- AIM OF THE TASK -
Filter the entries for the word "below". Copy each line that has it.
##########
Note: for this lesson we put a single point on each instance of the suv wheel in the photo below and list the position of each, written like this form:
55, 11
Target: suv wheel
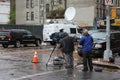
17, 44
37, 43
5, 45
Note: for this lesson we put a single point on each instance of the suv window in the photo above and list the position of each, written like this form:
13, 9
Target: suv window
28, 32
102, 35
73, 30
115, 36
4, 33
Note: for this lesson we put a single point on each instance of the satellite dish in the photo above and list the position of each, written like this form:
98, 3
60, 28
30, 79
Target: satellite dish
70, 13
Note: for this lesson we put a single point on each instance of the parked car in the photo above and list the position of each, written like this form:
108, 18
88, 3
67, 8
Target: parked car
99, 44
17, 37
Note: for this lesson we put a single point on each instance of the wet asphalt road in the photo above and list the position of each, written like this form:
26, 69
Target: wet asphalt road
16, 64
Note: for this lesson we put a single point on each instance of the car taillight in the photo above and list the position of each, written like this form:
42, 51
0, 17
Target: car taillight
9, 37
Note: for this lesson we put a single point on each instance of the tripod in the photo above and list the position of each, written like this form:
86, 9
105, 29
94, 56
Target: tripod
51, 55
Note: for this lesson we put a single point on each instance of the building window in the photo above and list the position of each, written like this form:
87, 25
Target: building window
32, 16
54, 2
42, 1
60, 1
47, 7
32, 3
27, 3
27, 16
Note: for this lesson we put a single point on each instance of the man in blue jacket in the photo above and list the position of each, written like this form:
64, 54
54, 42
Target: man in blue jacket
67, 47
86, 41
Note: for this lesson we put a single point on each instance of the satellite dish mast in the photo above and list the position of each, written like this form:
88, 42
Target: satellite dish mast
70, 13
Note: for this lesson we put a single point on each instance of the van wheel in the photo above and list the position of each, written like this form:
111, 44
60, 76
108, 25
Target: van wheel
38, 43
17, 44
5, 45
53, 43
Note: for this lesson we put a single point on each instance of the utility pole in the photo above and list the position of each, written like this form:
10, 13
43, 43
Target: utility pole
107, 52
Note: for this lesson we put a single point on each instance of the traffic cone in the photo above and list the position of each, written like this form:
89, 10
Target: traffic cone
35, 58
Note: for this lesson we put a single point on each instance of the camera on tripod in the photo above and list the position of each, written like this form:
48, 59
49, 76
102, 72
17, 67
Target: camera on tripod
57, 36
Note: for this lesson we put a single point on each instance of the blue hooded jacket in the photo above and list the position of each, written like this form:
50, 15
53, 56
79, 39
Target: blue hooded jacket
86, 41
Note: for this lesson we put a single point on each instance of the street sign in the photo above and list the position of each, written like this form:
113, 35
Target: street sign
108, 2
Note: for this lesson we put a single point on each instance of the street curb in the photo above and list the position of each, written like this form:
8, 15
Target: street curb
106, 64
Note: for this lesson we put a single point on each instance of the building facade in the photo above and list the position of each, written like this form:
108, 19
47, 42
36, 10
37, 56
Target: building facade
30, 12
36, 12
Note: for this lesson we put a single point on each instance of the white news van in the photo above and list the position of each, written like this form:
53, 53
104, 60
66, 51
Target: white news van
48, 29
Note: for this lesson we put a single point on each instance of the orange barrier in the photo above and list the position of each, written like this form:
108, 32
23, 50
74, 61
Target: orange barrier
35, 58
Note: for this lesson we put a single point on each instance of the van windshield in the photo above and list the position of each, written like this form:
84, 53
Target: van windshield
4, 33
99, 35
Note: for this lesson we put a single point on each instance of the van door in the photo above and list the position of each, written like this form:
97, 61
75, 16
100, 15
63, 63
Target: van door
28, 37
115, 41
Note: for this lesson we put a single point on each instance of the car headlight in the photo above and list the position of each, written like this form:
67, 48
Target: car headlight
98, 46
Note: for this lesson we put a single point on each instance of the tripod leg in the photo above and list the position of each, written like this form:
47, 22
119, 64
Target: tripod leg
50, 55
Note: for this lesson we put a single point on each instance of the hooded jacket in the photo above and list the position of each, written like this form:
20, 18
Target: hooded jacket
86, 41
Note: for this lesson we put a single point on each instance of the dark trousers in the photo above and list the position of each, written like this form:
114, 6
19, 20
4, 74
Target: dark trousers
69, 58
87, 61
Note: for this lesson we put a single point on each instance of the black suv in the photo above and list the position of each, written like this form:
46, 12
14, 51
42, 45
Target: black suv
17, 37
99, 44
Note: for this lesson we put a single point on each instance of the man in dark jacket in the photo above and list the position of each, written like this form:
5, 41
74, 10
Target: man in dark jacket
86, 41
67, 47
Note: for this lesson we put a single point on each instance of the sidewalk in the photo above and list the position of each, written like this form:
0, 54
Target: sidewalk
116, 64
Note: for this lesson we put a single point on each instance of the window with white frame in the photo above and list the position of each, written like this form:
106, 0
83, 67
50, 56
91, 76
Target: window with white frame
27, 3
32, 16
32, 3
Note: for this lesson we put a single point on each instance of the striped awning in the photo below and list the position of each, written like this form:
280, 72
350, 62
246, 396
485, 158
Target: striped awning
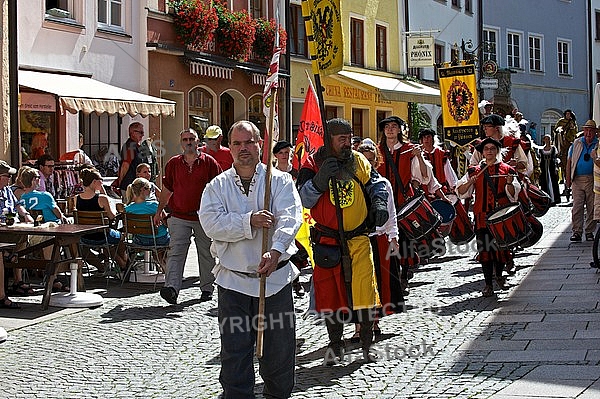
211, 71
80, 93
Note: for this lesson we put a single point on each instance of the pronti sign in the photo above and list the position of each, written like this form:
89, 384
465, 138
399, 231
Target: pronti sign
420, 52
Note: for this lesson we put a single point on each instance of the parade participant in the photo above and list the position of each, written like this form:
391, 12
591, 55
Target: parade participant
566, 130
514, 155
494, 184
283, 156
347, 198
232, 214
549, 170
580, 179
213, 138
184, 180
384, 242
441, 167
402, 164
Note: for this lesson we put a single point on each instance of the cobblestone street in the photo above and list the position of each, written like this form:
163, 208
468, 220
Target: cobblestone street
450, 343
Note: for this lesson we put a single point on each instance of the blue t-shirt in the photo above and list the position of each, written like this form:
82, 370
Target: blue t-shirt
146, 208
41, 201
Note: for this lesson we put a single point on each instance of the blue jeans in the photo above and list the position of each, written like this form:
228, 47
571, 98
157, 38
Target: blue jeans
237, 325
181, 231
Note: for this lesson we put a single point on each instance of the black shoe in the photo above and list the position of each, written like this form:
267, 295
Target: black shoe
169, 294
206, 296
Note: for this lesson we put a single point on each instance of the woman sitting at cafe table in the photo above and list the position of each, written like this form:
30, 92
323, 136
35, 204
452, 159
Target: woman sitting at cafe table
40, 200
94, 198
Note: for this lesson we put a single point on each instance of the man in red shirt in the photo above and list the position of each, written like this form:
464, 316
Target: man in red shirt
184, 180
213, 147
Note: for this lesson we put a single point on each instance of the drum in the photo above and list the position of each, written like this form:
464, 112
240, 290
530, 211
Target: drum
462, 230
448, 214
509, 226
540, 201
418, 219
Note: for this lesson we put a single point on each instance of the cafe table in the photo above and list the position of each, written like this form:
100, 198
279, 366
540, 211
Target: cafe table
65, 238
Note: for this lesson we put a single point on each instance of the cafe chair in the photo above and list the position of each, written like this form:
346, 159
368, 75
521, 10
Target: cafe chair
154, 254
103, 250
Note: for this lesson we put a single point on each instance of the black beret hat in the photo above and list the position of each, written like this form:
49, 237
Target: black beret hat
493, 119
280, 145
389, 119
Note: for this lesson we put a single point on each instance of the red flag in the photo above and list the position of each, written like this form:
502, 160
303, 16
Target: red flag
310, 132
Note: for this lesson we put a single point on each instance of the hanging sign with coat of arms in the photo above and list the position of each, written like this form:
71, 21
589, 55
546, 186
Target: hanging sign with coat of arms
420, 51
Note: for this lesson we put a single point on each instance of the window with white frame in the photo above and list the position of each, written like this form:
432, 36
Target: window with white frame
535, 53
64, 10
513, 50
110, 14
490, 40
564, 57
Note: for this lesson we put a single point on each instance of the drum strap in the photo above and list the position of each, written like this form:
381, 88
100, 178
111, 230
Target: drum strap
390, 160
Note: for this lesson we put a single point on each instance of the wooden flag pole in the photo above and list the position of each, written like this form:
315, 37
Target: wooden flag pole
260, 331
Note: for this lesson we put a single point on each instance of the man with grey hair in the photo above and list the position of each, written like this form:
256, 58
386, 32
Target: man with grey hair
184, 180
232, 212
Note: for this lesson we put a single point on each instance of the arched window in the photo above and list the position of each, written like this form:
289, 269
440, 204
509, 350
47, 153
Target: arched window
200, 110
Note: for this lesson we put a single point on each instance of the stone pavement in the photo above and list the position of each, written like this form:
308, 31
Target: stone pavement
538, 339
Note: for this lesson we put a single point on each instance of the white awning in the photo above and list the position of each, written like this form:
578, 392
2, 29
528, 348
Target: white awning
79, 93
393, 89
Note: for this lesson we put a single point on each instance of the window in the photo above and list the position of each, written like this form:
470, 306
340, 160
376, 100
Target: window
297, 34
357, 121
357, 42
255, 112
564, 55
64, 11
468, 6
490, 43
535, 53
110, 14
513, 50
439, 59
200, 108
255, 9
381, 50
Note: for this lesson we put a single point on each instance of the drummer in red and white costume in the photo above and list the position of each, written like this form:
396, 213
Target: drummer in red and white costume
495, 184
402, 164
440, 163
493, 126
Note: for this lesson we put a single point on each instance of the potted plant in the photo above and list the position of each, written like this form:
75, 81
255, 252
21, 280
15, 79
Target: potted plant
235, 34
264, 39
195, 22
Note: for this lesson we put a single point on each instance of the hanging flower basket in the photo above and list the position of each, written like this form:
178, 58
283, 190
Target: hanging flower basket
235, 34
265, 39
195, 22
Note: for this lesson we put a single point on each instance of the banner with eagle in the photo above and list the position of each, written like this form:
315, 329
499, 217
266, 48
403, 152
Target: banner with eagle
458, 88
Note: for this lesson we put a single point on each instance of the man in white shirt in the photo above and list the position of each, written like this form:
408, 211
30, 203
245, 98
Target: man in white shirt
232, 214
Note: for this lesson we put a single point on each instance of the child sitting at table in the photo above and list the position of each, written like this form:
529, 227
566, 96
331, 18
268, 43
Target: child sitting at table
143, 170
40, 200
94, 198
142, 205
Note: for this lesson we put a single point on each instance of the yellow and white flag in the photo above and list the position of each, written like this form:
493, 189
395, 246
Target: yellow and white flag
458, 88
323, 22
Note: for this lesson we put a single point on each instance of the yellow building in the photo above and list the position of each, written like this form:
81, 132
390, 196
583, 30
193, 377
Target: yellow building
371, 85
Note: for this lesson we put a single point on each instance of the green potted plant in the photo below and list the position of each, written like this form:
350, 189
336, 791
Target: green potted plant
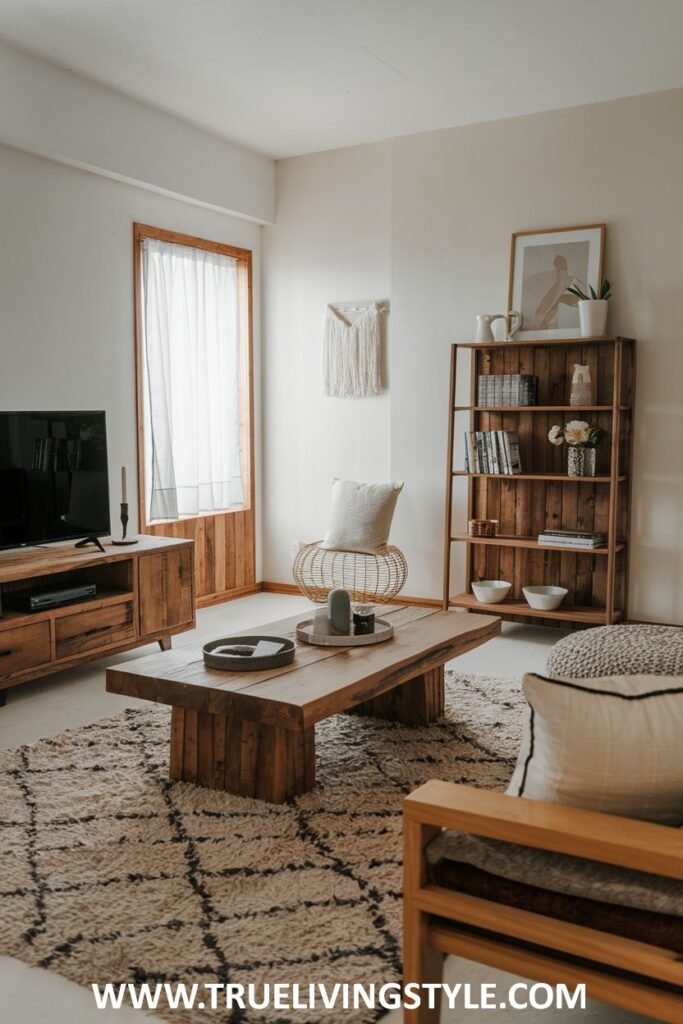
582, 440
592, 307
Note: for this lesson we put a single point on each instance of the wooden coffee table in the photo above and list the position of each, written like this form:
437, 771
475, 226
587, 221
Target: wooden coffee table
##########
- TASK SOLUTION -
Note: for this lesson we put a single point on each instance of the suv wheel in the photo below and list the position of each, written like this form:
Note: for this lesson we put a single point on each instance of the striped awning in the photo below and list the position of each, written like this form:
Note: for this lesson we put a single point on each instance of the green potted plant in the photo below and list the position of each, written like this form:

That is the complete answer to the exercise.